> **WHAT YOU SHOULD DO**: Swap every "Target" in the data below for "Object" and reproduce the rest unchanged, leaving the pictures out.

[Location labeling records]
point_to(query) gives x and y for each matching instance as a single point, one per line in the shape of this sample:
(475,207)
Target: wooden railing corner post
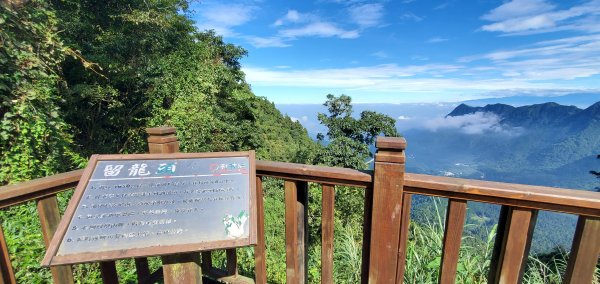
(179,268)
(388,185)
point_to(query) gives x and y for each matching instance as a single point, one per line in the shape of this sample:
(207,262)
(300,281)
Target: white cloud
(561,59)
(319,29)
(408,16)
(389,78)
(292,16)
(380,54)
(436,40)
(518,8)
(224,17)
(476,123)
(260,42)
(367,15)
(521,17)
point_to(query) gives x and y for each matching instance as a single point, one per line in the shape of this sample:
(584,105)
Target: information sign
(155,204)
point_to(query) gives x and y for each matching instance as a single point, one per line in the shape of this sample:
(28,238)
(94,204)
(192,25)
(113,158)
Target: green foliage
(349,138)
(34,139)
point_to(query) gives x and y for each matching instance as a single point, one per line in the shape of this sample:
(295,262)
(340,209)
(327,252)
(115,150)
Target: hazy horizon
(410,51)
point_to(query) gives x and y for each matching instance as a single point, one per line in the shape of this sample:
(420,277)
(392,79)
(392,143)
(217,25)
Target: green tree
(348,139)
(35,141)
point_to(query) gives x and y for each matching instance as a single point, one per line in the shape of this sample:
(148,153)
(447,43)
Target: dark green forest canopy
(83,77)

> **TASK OUTPUT**:
point_to(query) gives x and y for each matching instance as a single point, one per line in the shape of this sample:
(475,207)
Object: wooden railing corner post
(179,268)
(388,185)
point_to(query) gives x and y for each matching instance as a single point, one per line in the shape of this sample:
(207,262)
(300,281)
Object: white cloud
(561,59)
(319,29)
(408,16)
(389,78)
(292,16)
(380,54)
(436,40)
(518,8)
(224,17)
(476,123)
(260,42)
(367,15)
(521,17)
point_to(query) gives x and y for each matching instance as a single point, one per line in the shape of this sample:
(584,105)
Object: information sign
(155,204)
point_to(query) gives x and y for each matching instance as a single point, one per line in the shape of this sample:
(28,238)
(94,204)
(192,25)
(113,158)
Object: green foliage
(349,138)
(34,139)
point_to(query) gives x and y for each matching instance as a single point, one per line in the shape of this sample:
(295,262)
(340,209)
(327,252)
(115,150)
Object: hazy horizon
(410,51)
point_to(query) gives x and y for each matching instance as a single point, one per line in the shape of this sample:
(420,277)
(392,79)
(392,143)
(217,25)
Object: green tree
(348,139)
(35,141)
point_to(query) gives x and y for each matching instance as a single point, one per line in the shape of this sample:
(148,153)
(447,43)
Object: dark green forest canopy
(83,77)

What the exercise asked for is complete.